Please output everything from the line containing "Where can the camouflage uniform" down to the end of the material below as a Markdown table, leaving out blank lines. Use two columns, Number for the row number and Material line for the line itself.
** START Records for the exercise **
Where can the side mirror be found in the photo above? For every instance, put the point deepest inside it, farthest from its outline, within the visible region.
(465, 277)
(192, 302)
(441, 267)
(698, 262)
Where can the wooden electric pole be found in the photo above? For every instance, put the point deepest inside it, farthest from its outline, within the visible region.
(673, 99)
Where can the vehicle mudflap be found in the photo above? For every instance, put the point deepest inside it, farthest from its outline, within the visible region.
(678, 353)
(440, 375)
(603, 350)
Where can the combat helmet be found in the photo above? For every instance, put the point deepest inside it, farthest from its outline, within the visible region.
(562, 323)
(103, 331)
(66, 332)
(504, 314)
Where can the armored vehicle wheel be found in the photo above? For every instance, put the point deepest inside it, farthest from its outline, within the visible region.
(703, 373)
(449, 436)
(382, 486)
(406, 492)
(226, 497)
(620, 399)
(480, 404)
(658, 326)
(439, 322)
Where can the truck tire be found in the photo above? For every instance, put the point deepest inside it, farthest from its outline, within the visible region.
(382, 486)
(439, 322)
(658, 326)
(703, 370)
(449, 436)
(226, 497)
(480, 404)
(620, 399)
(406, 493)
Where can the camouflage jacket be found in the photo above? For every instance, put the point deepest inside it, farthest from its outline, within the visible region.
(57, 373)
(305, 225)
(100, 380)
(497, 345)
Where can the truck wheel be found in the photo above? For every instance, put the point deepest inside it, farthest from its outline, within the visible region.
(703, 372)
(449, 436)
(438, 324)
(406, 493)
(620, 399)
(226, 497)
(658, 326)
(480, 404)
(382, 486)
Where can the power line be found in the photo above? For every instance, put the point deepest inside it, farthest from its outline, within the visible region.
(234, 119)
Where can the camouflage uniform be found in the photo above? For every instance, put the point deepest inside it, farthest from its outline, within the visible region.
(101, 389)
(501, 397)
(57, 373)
** END Records for the exercise **
■ Written solution
| Number | Material line |
|---|---|
| 1 | Where can the camouflage uniform be found in the photo above? For every instance, put the point deepest inside it, farthest from its outline, within the visible region. |
| 2 | (101, 389) |
| 3 | (501, 397) |
| 4 | (57, 373) |